• EXTRACT TO READ
Money Matters: Inflation can affect long-term investor plans, progress

By David Peartree

The Daily Record Newswire

"The Inflation Conundrum" -- that is how a recent Wall Street Journal article aptly framed the current inflation dilemma. Inflation expectations are on the rise, but a surge in inflation is far from a sure thing.

Inflation is one of the key indicators to which a long-term investor should pay attention. What are the implications of inflation, why are expectations on the rise, and what should investors watch for and do about it?

Inflation operates as a stealth tax on investors. It steals value from investors, especially bond investors. As the rate of inflation increases, expectations for further increases can add momentum to the process. This is particularly damaging for investors in bonds, which are generally a fixed-income asset. A fixed rate of return becomes less valuable when the price of everything else is rising.

Also, inflation expectations get baked into the yield demanded by bond investors. In a rising inflation environment, investors will demand a higher rate -- an additional premium on the bond's yield. Bonds issued earlier when rates were lower typically become less valuable, pushing those bond prices down. This is the inverse, or seesaw, relationship between bond yields and prices.

Inflation expectations are rising because last year the Federal Reserve said it wanted more inflation, and now we seem to have it. The Fed embarked on a second round of quantitative easing (QE2) because it feared deflation.

By adding more liquidity to the banking system, it hoped to boost the stock market and the prices of other assets. This is the "wealth effect" that Ben Bernanke referred to: making people feel more wealthy and willing to spend because they see their asset values rising.

Well, the Fed tends to get what it wants, but it doesn't always own up to it. Now that commodity prices have spiked, with a bit of a correction of late, the Fed has said, "who us?" "We aren't to blame for that." But ordinary consumers have seen a steady rise in food and energy prices which comprise what is known as "headline" inflation. These are the prices that consumers see almost daily and which eat up a significant chunk of the typical household budget.

Despite the surge in headline inflation, a widespread spike in inflation is far from certain in the near-term. The biggest reason is that rising wages tend to be the major driver of inflation and wages are essentially stagnant. So long as unemployment remains high, it will be difficult for inflation to gain traction. Yes, the economy has been adding jobs, but mostly in sectors where unemployment is high and where hiring is unlikely to drive up wages.

Also, price spikes in commodities tend not to get passed on to consumers aggressively when unemployment is high. Consumers tend to react to rising food and energy prices by decreasing spending elsewhere. The feedback from spiking commodity prices can, in fact, be deflationary.

Housing prices continue to fall, another deflationary push. Lastly, most of the money the Fed created to fund its latest bond buying binge is reported to sit on bank balance sheets as reserves and is not in circulation. No circulation means no monetary velocity and, for now, no direct, inflationary push from those dollars.

• DATASET CONTENT
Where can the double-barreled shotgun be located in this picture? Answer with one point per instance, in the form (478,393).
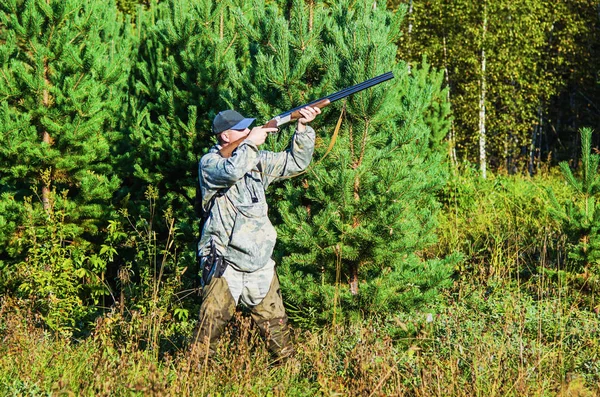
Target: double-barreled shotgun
(294,114)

• WHAT YOU WILL DO
• a. What does the article on inflation say tends to be the major driver of inflation?
• b. Please resume the article on inflation after its final sentence, keeping its voice and subject.

• WRITTEN RESPONSES
• a. Rising wages.

• b.
A widespread surge in inflation in the near term is far from a sure thing and probably unlikely. Over the long-term, however, all the monetary easing from Quantitative Easing I and II poses a substantial risk if not unwound. How long the near term scenario of subdued inflation will last is the difficult and, probably, unanswerable question.

What are the implications for investors?

First, avoid a precipitous flight from bonds. If the risk of inflation in the near term is low, then investors should not be afraid of bonds as an asset class. Rising interest rates are the other principal risk to bonds, but that also seems unlikely in the near term.

In any event, if you flee bonds, where do you go? To cash, which pays virtually nothing, or to an equity market which, taken as a whole, is probably overpriced?

Second, remain vigilant for a wider outbreak of inflation by looking at a range of measures. Focusing only on headline inflation numbers which track commodity prices is tempting, but it is a potential trap.

Broader inflation measures include the Consumer Price Index, the Producer Price Index, and broadest of all, but least well known to the general public, the GDP Deflator. The GDP Deflator tells us how much the price of goods and service rose across the economy.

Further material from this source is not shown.